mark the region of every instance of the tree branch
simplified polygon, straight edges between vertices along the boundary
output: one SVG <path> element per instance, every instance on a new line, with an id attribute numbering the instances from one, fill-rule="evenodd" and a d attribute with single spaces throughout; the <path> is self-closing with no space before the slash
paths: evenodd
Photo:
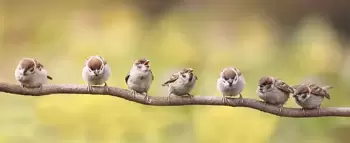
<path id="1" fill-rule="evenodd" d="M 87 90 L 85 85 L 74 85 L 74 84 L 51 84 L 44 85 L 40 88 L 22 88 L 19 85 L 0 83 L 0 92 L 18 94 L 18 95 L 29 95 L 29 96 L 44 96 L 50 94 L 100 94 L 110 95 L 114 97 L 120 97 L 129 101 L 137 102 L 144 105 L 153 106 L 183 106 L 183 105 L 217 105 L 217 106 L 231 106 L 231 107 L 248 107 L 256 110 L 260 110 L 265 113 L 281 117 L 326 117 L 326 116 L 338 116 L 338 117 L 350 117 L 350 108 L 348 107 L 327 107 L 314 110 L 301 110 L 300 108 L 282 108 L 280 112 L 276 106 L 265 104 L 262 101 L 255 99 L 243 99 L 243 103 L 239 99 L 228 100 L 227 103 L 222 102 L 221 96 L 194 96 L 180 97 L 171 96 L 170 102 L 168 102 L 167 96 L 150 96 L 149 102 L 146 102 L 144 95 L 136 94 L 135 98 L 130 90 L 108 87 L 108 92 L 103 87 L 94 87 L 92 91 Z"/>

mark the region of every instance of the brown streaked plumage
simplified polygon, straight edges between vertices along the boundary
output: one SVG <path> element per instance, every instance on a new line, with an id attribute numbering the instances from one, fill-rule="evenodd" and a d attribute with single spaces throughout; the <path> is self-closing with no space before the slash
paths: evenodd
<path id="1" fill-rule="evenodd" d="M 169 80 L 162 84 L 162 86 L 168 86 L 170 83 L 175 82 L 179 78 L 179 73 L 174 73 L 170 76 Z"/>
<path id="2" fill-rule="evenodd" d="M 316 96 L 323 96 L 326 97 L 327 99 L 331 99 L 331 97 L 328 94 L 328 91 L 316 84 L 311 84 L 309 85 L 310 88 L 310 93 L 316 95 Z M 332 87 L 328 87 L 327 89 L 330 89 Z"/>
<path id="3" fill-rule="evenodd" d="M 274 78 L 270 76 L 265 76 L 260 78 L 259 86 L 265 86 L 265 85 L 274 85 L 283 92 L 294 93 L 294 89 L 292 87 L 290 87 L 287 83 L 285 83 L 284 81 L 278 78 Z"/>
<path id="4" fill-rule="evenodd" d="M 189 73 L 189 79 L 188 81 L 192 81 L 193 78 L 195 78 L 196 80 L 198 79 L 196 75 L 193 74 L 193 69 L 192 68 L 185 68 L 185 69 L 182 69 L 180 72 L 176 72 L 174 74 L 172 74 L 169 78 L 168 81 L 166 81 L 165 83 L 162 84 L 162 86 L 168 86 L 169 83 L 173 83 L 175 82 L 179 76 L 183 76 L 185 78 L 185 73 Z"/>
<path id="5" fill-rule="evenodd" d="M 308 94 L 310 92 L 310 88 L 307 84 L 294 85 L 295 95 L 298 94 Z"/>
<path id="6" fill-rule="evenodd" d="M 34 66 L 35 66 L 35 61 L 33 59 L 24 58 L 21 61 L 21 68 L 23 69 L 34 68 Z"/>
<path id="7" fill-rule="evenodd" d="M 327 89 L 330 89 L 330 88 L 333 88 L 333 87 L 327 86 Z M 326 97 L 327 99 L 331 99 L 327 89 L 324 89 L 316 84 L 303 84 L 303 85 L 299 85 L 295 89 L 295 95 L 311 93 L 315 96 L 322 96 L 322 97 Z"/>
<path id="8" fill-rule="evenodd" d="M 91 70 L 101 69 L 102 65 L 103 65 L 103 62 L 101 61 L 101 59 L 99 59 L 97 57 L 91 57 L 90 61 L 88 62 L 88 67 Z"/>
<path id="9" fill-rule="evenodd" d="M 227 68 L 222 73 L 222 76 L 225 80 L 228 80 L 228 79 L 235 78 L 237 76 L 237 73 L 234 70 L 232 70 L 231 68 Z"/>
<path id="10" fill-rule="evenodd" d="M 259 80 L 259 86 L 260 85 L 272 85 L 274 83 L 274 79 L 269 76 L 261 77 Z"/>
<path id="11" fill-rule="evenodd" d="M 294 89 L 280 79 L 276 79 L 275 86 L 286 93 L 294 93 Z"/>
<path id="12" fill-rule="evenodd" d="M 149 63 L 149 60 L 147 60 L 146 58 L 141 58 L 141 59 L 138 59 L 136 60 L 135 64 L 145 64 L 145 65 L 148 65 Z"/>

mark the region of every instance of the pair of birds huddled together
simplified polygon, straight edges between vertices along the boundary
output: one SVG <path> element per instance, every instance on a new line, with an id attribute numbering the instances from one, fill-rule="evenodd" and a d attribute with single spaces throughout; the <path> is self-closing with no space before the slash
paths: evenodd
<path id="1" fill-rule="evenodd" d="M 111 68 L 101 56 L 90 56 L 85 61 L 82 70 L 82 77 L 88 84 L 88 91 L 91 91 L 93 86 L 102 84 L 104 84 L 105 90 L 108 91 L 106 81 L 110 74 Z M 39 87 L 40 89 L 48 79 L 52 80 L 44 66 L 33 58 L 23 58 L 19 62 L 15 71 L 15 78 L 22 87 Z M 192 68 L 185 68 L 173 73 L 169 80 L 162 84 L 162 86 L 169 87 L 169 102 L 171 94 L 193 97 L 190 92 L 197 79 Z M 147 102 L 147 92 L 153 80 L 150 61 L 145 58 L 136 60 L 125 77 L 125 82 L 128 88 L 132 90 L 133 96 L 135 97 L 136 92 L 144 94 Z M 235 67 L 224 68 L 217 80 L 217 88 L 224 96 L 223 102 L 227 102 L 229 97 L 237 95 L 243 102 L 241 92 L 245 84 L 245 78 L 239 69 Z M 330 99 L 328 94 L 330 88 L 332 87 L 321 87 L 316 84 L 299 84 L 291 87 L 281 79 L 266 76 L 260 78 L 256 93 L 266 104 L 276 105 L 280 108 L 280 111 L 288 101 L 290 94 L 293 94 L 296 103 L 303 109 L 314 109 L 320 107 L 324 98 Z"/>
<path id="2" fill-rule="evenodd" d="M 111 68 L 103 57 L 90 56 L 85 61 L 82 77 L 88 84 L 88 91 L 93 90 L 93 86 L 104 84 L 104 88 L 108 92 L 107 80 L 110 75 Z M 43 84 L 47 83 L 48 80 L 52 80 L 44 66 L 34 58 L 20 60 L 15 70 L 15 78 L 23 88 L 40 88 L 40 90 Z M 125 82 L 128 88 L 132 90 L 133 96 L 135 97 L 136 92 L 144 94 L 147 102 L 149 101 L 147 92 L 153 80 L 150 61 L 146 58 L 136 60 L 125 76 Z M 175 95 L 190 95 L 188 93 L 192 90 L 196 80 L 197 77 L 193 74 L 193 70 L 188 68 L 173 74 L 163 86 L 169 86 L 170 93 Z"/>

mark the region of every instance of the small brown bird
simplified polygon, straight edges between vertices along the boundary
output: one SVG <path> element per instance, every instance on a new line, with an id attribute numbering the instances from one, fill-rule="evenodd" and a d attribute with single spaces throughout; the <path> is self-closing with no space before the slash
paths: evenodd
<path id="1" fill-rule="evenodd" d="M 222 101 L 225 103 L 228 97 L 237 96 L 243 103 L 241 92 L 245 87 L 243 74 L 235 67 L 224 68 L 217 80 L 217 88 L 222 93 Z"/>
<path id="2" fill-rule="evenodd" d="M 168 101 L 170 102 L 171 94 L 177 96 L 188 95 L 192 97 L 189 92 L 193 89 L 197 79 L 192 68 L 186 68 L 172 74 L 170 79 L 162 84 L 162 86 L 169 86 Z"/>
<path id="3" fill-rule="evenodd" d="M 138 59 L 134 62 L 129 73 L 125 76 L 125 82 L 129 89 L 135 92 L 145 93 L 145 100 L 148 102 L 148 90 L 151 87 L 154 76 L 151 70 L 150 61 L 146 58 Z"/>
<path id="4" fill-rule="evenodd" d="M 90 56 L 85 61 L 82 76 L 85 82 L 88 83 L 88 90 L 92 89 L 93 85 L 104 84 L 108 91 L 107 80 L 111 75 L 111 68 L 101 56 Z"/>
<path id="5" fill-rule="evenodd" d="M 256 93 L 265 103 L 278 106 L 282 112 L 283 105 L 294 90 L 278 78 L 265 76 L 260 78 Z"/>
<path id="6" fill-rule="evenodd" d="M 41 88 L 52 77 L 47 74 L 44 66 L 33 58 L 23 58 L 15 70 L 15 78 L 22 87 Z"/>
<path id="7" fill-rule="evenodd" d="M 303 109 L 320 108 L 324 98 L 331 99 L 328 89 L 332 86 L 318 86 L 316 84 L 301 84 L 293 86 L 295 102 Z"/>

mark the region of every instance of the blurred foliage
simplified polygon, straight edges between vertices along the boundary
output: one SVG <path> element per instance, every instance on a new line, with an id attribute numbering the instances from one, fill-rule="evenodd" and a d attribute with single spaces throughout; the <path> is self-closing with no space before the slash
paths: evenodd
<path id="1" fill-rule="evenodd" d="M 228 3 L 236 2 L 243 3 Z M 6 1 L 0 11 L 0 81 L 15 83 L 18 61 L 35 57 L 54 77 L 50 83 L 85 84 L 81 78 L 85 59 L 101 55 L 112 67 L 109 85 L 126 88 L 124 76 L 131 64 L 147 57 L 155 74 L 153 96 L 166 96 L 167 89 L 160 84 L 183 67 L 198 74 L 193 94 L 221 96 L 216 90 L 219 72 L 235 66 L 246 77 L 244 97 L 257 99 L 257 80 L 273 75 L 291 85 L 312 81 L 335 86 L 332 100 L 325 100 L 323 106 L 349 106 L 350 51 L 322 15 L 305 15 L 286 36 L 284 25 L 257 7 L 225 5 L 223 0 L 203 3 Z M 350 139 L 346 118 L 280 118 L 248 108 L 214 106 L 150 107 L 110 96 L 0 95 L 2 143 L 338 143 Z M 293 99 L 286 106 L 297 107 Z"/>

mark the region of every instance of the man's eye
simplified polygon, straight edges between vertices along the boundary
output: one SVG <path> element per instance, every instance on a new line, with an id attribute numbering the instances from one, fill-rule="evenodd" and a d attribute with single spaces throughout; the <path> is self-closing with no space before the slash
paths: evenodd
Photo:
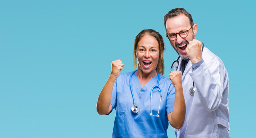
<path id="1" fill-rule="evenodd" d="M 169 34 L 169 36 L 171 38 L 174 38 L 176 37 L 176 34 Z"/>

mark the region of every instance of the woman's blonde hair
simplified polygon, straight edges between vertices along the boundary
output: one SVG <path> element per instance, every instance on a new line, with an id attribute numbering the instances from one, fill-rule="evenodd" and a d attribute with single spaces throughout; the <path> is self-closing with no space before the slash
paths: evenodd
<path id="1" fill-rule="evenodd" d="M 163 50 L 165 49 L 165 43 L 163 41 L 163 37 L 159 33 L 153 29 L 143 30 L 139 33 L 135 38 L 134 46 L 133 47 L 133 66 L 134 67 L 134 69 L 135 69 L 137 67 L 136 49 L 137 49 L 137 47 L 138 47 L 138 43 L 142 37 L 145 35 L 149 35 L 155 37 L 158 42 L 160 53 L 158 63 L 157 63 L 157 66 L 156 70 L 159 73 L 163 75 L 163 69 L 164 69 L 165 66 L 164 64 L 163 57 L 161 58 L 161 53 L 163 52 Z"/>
────────────────────
Reproduce the records above word for word, starting at their first line and ending with the line that contains "50 94 L 100", both included. Omit the pictures.

mark the region of every instance of the tree branch
simplified polygon, straight edges between vertices along the boundary
output: one SVG <path> element per instance, every instance on a new line, with an id attribute numbering the instances from one, fill-rule="evenodd" and a d attribute with single spaces throughout; the <path> is self-closing with no space before the slash
paths: evenodd
Photo:
<path id="1" fill-rule="evenodd" d="M 87 90 L 85 85 L 74 85 L 74 84 L 51 84 L 44 85 L 40 88 L 22 88 L 19 85 L 0 83 L 0 92 L 18 94 L 18 95 L 29 95 L 29 96 L 44 96 L 50 94 L 100 94 L 110 95 L 114 97 L 120 97 L 129 101 L 137 102 L 144 105 L 153 106 L 183 106 L 183 105 L 217 105 L 217 106 L 231 106 L 231 107 L 248 107 L 256 110 L 260 110 L 265 113 L 281 117 L 326 117 L 326 116 L 338 116 L 338 117 L 350 117 L 350 108 L 348 107 L 327 107 L 314 110 L 301 110 L 300 108 L 282 108 L 280 112 L 276 106 L 265 104 L 262 101 L 255 99 L 243 99 L 243 103 L 239 99 L 228 100 L 227 103 L 222 102 L 221 96 L 194 96 L 180 97 L 171 96 L 170 102 L 168 102 L 167 96 L 150 96 L 149 102 L 146 102 L 144 95 L 136 94 L 135 98 L 130 90 L 108 87 L 108 92 L 103 87 L 94 87 L 92 91 Z"/>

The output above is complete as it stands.